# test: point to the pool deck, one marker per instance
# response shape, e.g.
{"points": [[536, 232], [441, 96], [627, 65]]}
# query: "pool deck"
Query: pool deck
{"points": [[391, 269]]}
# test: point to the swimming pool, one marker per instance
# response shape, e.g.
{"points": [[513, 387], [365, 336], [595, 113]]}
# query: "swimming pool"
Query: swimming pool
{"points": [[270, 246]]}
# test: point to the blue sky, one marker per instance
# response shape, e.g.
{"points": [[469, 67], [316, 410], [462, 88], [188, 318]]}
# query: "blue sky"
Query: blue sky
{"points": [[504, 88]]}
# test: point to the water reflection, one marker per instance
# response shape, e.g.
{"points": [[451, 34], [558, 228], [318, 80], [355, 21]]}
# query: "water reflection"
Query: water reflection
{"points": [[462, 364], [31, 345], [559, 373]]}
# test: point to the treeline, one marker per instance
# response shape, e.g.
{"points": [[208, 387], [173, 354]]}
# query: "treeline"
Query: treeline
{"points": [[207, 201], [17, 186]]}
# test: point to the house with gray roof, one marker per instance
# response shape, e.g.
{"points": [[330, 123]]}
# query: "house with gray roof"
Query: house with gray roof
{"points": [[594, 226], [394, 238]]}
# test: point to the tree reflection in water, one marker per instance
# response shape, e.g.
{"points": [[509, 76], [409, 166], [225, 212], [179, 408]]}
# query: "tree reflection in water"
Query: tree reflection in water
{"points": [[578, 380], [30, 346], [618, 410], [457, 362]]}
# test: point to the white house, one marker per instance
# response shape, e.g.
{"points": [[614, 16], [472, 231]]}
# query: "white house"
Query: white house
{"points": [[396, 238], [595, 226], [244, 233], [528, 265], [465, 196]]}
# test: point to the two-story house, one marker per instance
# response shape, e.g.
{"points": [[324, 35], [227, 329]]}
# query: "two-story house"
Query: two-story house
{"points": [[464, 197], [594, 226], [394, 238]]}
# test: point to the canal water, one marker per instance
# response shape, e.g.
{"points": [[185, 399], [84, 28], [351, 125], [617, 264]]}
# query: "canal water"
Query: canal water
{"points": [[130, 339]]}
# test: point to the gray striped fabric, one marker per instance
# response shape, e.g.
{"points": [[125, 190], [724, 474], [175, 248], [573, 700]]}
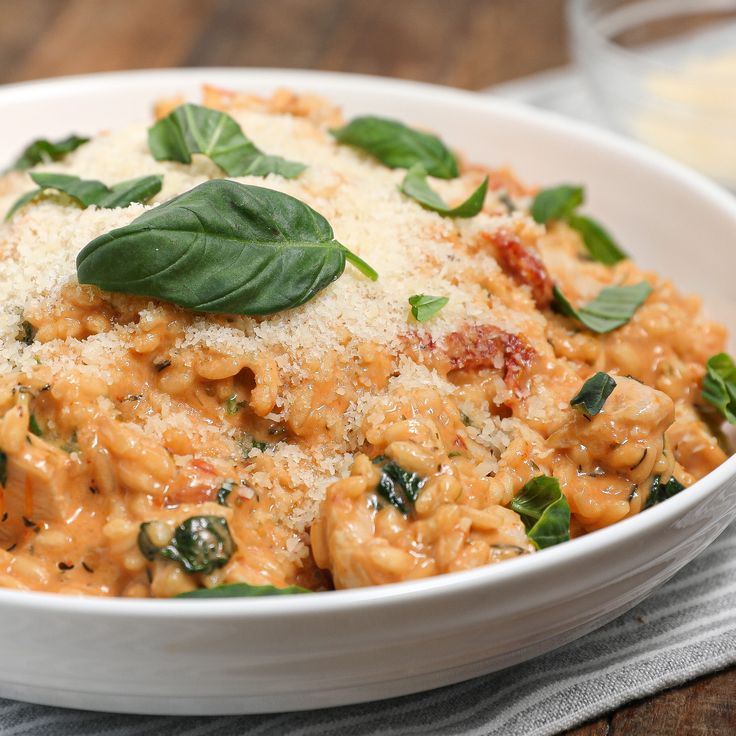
+++
What you should do |
Shift every coordinate in the answer points up by 121 and copy the data again, starting from the line that contains "# test: point to the canal" and continuing through the end of the data, with both ends included. Leave the sample response shapes unchanged, and omit the pictures from your answer.

Problem solution |
# test: point to the canal water, one marker per instance
# response shape, e.g.
{"points": [[185, 399], [84, 28], [351, 125], [617, 264]]}
# query: "canal water"
Query: canal water
{"points": [[251, 460]]}
# test: point to the gray striped fabric, one marker per instance
# response shape, e.g.
{"points": [[125, 190], [724, 474], [175, 248], [573, 700]]}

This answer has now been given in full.